Take the entries that follow and write them out again, word for word.

Dataset entries ▸
★ ★ ★ ★ ★

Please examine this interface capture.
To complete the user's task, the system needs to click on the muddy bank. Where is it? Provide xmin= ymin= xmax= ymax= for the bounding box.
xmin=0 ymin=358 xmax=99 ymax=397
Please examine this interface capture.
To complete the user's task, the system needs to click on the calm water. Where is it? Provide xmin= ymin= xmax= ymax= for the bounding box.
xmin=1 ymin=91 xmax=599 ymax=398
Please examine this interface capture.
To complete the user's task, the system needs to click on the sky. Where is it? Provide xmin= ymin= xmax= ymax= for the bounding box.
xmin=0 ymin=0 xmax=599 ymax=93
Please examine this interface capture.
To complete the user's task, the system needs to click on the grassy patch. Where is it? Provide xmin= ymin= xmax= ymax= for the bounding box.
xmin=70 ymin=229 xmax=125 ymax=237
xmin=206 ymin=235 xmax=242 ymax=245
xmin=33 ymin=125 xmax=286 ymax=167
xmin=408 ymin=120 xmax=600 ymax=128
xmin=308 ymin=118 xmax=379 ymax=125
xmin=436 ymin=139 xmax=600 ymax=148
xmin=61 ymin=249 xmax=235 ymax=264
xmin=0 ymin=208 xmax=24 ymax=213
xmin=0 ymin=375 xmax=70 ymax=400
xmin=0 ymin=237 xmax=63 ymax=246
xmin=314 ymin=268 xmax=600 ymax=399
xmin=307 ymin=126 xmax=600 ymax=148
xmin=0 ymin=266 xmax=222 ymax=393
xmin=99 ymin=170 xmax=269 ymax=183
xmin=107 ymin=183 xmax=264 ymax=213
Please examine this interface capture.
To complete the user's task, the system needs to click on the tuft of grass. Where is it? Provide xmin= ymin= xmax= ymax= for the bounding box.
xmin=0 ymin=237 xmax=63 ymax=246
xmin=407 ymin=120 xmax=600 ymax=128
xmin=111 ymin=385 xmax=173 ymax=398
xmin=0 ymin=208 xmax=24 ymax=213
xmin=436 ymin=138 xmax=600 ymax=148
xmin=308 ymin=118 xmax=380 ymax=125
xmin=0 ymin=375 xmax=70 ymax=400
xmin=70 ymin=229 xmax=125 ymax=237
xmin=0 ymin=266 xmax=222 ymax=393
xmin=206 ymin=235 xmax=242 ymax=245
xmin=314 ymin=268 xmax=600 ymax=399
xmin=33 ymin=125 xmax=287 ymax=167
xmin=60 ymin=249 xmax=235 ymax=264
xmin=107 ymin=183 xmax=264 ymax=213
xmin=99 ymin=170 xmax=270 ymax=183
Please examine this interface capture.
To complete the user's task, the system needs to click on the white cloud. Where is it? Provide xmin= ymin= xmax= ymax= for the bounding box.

★ ★ ★ ★ ★

Your response ▸
Please examine this interface capture.
To complete the user's task, the system needs to click on the muddy bank. Where is it? Provide xmin= ymin= xmax= ymax= for the bounding box.
xmin=0 ymin=358 xmax=99 ymax=397
Please examine this interface capture.
To complete the user's task, the system needs to click on the calm water. Where is it? Provide xmin= ymin= xmax= ymax= for the bounding box.
xmin=1 ymin=91 xmax=599 ymax=398
Please examine this interface capture.
To complete the user's task, the system needs to click on the sky. Where is it? Provide xmin= ymin= xmax= ymax= for the bounding box.
xmin=0 ymin=0 xmax=599 ymax=93
Please examine this interface capture.
To complete the user's task, the system needs to click on the grassy patch. Where is it? Provide xmin= ymin= xmax= ymax= for the bounding box.
xmin=70 ymin=229 xmax=125 ymax=237
xmin=206 ymin=235 xmax=242 ymax=245
xmin=33 ymin=125 xmax=286 ymax=167
xmin=408 ymin=120 xmax=600 ymax=128
xmin=308 ymin=118 xmax=379 ymax=125
xmin=436 ymin=139 xmax=600 ymax=148
xmin=61 ymin=249 xmax=235 ymax=264
xmin=0 ymin=208 xmax=24 ymax=213
xmin=0 ymin=375 xmax=70 ymax=400
xmin=0 ymin=237 xmax=63 ymax=246
xmin=314 ymin=268 xmax=600 ymax=399
xmin=307 ymin=126 xmax=600 ymax=148
xmin=0 ymin=266 xmax=222 ymax=393
xmin=99 ymin=170 xmax=269 ymax=183
xmin=107 ymin=183 xmax=264 ymax=213
Please examine this interface capture.
To complete the user's task, the system needs to click on the tuft of grass. Where is it? Provide xmin= ymin= xmax= ymax= for the bounding box.
xmin=0 ymin=237 xmax=63 ymax=246
xmin=407 ymin=120 xmax=600 ymax=128
xmin=111 ymin=385 xmax=173 ymax=398
xmin=0 ymin=208 xmax=24 ymax=213
xmin=436 ymin=138 xmax=600 ymax=148
xmin=308 ymin=118 xmax=380 ymax=125
xmin=0 ymin=375 xmax=70 ymax=400
xmin=70 ymin=229 xmax=125 ymax=237
xmin=0 ymin=266 xmax=222 ymax=393
xmin=206 ymin=235 xmax=242 ymax=245
xmin=314 ymin=268 xmax=600 ymax=399
xmin=33 ymin=125 xmax=287 ymax=167
xmin=60 ymin=249 xmax=235 ymax=264
xmin=107 ymin=183 xmax=264 ymax=213
xmin=99 ymin=170 xmax=270 ymax=183
Please examine this interface capture.
To complete the user's task, the system needs to click on the white cloud. Where is it? Provide xmin= ymin= xmax= ymax= for the bounding box.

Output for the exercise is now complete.